Problem details: Copy out exactly each line from the line with "yellow handle, each" through the last line of the material below.

Stored data:
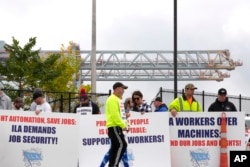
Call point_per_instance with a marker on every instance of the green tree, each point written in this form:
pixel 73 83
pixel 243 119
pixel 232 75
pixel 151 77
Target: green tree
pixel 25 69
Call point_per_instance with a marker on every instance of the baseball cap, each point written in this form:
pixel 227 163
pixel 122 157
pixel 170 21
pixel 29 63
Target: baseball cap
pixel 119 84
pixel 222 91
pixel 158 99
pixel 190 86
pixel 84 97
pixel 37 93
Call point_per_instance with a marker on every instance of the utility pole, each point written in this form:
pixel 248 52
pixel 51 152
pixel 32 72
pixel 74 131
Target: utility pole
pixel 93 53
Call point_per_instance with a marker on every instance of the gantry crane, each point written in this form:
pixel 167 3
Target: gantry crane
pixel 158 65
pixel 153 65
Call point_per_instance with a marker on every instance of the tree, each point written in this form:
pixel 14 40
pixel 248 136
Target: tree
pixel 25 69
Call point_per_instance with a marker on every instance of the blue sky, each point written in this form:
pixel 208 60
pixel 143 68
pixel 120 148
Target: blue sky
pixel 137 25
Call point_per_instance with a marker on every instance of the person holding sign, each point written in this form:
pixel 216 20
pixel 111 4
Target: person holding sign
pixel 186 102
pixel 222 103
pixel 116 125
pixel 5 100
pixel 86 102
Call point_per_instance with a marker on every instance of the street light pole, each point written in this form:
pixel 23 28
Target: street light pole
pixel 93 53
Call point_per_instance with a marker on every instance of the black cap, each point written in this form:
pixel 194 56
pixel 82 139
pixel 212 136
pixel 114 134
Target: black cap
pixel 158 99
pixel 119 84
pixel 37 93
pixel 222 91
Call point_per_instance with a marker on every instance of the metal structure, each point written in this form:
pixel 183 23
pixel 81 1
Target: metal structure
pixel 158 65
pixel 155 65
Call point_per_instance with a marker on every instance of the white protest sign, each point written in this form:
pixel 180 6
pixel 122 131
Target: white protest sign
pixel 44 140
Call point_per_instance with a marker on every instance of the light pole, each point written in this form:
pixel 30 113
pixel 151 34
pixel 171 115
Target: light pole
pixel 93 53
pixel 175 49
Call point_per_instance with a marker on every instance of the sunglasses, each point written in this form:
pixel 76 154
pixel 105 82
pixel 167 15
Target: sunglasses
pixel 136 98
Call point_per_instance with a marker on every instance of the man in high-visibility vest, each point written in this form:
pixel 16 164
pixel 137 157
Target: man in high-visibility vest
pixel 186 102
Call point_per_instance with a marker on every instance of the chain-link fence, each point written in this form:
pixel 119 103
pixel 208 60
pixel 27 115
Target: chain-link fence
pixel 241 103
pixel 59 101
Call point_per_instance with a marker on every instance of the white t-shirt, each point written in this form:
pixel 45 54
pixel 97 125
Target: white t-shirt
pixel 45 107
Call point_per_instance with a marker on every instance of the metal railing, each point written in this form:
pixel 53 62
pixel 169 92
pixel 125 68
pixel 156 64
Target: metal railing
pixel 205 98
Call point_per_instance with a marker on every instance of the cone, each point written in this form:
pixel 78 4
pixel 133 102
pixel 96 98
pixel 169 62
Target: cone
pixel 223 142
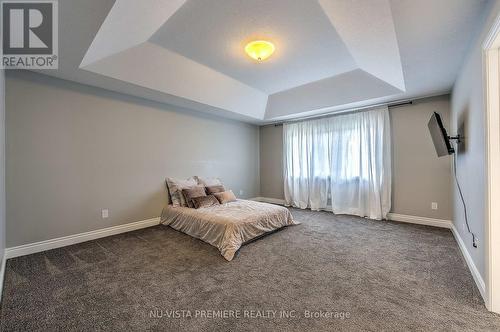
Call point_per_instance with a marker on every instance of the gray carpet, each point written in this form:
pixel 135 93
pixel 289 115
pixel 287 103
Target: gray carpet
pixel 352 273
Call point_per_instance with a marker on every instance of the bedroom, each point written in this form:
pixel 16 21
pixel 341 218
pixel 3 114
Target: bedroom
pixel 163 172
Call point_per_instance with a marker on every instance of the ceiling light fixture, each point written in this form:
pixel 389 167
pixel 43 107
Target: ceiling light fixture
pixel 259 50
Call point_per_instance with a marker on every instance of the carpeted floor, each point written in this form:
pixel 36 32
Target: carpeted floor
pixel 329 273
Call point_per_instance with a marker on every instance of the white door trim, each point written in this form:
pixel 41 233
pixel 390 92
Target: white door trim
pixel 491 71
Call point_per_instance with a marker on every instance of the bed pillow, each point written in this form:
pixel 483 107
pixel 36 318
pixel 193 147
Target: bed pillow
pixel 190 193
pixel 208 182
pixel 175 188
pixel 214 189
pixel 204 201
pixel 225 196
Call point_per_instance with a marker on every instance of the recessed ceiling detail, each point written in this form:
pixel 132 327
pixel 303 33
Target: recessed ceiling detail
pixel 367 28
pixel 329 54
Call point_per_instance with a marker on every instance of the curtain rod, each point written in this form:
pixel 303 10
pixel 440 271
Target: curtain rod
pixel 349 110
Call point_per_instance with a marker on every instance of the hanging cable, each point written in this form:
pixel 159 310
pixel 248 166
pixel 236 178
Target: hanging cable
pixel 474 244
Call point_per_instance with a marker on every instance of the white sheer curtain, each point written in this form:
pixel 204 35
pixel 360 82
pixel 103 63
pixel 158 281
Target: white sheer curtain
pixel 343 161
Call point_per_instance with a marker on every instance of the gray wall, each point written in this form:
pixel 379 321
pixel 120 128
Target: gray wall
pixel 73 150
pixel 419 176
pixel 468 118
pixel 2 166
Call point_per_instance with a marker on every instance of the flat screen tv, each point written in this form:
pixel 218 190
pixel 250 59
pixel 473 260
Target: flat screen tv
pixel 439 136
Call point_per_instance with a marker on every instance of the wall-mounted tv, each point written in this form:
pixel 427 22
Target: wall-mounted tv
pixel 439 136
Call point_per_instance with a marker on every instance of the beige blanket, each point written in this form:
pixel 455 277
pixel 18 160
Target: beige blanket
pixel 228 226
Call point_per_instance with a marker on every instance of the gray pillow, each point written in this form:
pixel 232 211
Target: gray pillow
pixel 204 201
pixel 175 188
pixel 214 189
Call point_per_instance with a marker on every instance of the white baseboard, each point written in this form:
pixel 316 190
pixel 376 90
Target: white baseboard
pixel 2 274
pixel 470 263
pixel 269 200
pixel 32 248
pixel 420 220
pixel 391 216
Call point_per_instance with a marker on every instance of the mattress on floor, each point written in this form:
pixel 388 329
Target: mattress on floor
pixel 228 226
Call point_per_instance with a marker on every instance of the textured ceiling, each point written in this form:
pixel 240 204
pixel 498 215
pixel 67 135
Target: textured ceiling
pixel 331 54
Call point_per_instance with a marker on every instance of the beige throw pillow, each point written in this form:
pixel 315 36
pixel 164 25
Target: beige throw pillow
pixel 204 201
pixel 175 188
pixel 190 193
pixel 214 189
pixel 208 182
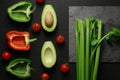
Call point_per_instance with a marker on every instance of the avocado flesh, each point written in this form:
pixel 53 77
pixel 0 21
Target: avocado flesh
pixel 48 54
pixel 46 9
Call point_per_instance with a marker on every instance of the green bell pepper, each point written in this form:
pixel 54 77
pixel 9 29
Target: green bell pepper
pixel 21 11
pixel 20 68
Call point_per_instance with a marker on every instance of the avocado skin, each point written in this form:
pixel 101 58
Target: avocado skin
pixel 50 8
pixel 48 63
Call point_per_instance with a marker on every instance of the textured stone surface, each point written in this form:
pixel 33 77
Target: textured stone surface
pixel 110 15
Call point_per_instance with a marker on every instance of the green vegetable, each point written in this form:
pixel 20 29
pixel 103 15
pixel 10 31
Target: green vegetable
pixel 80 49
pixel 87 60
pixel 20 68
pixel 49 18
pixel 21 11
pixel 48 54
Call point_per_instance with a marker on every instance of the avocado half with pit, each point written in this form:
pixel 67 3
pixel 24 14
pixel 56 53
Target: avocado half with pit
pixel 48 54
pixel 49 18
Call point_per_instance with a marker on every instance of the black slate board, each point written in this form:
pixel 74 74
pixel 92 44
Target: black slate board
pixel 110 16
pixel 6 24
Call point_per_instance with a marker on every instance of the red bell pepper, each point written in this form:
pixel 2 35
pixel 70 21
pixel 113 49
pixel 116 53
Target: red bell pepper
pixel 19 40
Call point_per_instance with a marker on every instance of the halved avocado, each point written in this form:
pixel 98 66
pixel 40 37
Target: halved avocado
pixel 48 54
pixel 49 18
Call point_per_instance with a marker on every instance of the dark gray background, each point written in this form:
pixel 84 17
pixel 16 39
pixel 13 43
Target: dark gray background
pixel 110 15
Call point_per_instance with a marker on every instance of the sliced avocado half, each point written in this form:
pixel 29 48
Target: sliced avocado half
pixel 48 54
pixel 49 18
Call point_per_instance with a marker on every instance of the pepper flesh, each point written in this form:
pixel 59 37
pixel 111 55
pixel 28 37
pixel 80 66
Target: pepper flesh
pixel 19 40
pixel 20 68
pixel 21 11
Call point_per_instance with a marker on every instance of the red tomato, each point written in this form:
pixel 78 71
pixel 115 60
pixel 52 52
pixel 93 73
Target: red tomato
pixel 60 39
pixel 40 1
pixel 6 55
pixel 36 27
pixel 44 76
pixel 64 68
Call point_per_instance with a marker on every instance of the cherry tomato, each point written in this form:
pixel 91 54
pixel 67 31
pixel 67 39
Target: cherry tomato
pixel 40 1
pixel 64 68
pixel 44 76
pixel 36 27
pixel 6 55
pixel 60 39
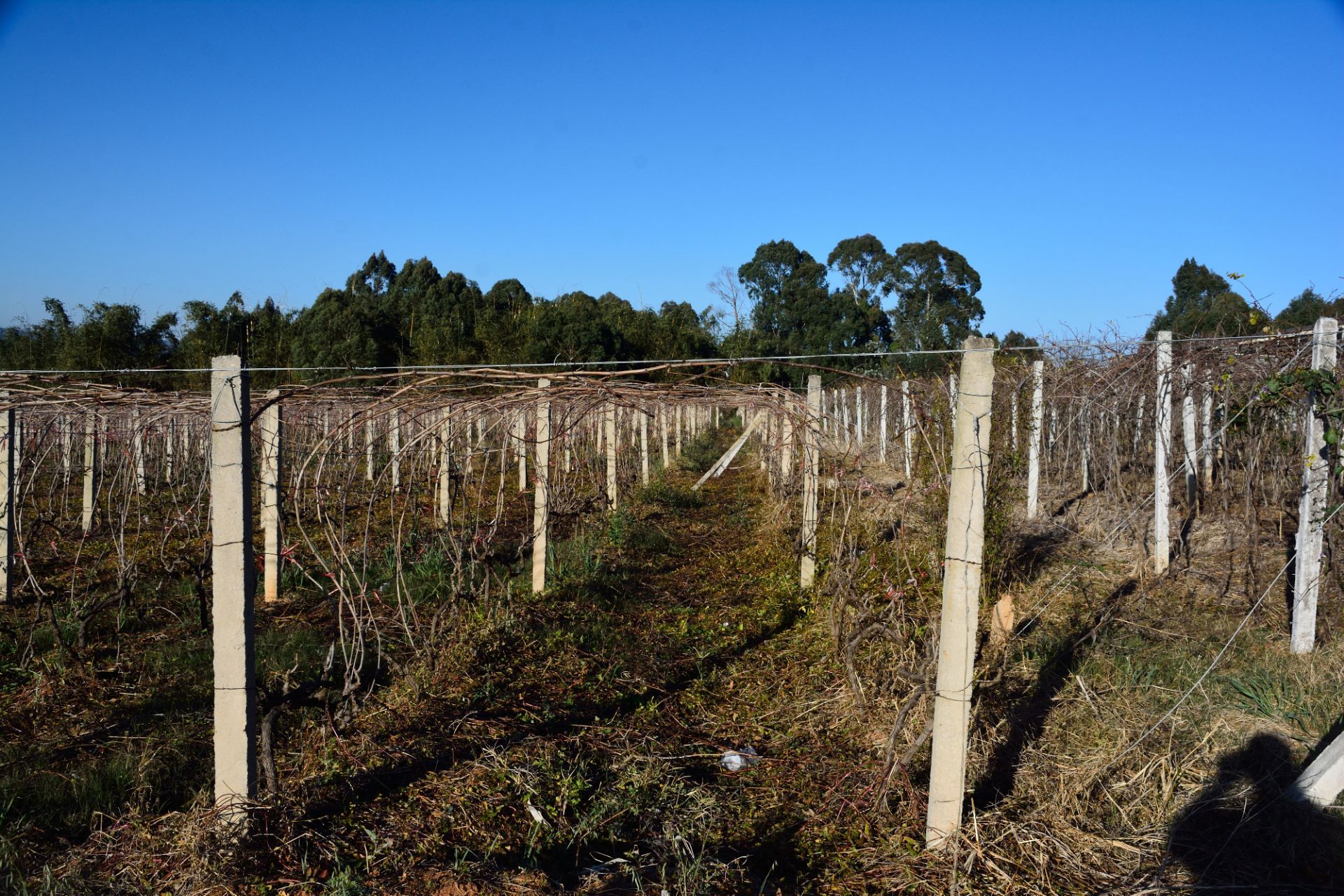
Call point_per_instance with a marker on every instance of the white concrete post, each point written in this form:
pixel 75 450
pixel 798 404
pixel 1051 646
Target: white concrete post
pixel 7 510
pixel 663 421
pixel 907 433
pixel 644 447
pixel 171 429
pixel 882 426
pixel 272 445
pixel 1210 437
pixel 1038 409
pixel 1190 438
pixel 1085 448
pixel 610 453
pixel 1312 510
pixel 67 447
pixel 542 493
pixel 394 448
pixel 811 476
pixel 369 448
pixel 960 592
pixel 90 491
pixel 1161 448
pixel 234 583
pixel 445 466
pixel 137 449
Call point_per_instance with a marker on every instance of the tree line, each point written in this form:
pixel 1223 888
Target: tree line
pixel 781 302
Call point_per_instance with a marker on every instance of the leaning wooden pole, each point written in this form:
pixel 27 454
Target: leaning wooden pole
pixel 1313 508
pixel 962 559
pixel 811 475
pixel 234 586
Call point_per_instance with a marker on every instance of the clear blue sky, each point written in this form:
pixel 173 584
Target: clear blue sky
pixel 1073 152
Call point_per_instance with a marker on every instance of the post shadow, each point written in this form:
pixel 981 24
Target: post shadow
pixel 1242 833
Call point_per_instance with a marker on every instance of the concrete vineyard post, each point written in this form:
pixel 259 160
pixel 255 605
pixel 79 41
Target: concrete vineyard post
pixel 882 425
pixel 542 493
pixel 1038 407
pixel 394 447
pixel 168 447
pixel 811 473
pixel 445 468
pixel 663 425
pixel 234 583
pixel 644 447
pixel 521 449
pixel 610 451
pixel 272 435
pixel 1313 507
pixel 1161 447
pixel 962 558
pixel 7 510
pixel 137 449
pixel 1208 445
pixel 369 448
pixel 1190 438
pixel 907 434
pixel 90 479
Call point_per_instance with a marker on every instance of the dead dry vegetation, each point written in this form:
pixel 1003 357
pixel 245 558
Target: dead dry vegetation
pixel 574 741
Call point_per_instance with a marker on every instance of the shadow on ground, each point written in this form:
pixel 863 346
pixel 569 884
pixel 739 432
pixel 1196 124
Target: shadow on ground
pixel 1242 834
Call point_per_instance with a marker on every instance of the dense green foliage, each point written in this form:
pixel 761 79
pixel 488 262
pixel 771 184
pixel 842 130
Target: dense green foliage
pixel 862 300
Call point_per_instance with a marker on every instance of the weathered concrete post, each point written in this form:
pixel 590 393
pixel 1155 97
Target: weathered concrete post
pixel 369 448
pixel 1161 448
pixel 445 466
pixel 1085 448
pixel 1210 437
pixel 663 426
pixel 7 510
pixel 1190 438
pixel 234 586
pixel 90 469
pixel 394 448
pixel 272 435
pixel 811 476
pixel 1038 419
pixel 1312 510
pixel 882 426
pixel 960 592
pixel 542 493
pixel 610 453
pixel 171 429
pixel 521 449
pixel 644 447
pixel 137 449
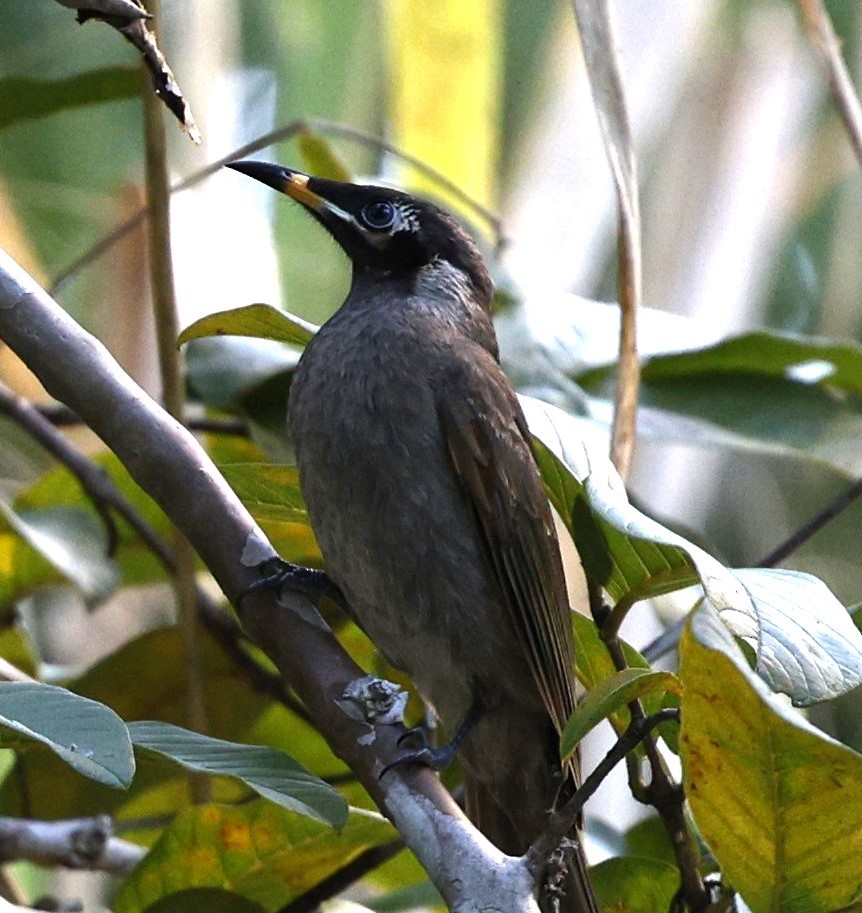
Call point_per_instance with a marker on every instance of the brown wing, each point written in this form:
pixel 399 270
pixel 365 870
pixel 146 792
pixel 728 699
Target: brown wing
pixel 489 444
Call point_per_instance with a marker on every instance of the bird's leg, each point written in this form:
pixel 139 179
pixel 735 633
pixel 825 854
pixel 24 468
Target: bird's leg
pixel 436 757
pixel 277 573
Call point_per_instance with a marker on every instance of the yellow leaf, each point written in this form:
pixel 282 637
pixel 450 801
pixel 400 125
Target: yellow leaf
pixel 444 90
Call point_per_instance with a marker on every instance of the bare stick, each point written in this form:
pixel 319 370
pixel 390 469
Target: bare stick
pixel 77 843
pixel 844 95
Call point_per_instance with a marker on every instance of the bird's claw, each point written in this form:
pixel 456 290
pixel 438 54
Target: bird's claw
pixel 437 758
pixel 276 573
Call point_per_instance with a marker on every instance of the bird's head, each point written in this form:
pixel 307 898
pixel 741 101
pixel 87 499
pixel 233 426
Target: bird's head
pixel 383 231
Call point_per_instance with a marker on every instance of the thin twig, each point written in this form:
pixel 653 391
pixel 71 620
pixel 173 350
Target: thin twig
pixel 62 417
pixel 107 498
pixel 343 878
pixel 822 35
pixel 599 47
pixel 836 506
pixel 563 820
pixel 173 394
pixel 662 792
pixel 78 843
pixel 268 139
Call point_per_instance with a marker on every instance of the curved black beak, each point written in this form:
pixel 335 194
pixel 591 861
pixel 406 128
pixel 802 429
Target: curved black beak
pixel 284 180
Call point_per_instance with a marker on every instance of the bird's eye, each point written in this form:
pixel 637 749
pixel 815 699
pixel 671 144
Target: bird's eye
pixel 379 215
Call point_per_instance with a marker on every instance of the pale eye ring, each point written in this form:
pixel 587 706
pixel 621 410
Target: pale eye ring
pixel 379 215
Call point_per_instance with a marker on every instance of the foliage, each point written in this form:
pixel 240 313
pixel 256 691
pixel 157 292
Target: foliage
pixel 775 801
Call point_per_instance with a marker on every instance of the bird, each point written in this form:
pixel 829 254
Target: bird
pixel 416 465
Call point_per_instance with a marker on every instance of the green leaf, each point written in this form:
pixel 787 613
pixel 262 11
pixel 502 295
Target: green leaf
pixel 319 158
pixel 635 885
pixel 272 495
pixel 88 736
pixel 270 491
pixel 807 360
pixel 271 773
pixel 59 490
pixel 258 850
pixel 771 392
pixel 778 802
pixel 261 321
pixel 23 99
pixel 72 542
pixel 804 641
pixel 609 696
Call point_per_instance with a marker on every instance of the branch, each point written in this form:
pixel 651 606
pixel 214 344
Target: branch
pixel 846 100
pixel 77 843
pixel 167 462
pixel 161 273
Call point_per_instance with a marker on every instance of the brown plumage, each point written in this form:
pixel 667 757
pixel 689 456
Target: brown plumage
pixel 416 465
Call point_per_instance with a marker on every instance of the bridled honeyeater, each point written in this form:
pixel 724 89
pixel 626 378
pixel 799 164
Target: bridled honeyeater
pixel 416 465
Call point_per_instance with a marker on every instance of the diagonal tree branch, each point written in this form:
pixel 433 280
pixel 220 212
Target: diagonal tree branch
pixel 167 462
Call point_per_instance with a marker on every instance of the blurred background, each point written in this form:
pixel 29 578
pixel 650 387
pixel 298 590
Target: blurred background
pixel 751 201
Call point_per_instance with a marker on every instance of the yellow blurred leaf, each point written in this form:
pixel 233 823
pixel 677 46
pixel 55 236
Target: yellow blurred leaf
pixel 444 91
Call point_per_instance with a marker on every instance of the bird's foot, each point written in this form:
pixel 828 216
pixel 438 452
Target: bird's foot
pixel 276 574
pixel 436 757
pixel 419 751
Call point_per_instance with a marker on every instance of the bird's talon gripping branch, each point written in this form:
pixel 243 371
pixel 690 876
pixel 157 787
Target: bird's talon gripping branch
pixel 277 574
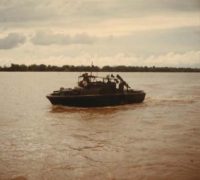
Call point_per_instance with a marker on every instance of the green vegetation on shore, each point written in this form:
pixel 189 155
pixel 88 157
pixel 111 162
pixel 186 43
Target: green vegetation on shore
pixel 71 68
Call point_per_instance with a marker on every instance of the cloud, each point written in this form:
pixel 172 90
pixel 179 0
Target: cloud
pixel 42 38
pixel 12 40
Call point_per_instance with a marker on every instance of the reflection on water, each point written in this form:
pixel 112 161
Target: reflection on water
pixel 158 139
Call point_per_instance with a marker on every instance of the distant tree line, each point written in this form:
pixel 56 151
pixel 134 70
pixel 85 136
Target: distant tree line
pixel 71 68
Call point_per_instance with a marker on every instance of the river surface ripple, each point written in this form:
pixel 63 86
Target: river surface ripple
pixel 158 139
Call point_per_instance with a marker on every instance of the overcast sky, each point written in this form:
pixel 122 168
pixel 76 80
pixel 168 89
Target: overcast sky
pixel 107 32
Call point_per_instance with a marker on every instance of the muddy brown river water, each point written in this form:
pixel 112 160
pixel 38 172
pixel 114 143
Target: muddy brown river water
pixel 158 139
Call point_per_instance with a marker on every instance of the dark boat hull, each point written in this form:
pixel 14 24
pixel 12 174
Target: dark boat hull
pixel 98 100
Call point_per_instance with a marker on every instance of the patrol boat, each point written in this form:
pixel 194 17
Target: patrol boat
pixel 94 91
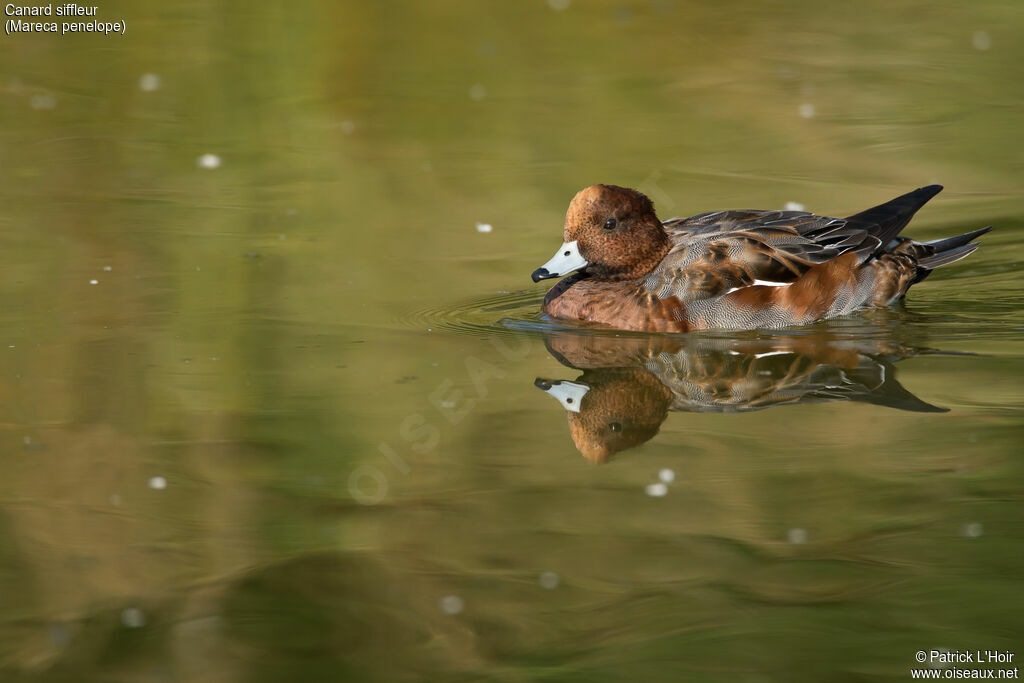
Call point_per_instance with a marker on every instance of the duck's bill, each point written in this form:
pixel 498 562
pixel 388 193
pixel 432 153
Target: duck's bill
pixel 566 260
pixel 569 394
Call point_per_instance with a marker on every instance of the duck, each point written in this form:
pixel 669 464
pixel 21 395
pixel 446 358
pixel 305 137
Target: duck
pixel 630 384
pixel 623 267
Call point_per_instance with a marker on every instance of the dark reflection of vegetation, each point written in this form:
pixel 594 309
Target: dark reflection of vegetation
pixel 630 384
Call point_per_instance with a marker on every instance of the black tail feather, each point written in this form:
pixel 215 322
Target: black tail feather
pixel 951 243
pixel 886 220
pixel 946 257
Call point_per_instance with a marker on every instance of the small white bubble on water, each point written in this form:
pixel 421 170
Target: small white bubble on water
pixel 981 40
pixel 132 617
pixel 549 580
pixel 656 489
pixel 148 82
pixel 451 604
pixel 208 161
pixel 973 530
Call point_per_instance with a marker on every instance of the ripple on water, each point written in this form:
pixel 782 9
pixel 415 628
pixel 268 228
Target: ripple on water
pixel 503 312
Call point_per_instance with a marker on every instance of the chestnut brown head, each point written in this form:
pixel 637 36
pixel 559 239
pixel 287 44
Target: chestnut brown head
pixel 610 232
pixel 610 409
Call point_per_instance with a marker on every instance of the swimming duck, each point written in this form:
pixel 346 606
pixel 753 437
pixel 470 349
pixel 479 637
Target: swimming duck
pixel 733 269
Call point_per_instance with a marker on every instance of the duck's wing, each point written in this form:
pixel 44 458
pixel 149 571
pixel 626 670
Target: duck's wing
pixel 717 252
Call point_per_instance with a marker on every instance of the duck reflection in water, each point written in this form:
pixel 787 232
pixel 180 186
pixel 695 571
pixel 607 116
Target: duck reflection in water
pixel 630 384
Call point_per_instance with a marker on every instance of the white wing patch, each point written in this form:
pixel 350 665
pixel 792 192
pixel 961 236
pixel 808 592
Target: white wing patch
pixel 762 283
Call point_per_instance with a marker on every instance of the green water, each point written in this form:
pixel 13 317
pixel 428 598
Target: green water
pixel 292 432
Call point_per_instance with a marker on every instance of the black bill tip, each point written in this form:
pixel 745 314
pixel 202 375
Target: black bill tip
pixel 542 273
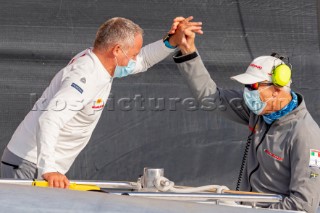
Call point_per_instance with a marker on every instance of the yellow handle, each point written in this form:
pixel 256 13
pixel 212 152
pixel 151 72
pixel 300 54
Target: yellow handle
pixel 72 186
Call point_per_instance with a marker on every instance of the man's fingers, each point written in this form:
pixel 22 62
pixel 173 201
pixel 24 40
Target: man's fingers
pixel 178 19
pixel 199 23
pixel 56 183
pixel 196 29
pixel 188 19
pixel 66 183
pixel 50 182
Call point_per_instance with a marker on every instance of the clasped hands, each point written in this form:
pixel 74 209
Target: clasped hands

Task result:
Call point_per_instance with a marker on every instance of the yellow handle, each point written in this form:
pixel 256 13
pixel 212 152
pixel 151 72
pixel 300 54
Target: yellow handle
pixel 72 186
Call point_per_instance with a marker on every instance of the man's fingers, each point written in this form:
pixel 22 62
pixel 173 201
pixel 24 40
Target: man's fingers
pixel 178 19
pixel 199 23
pixel 56 183
pixel 196 29
pixel 188 19
pixel 66 183
pixel 50 182
Call point_per_instance with a marker on every instance of the clasped hands, each point written in this form:
pixel 74 209
Target: clasped hands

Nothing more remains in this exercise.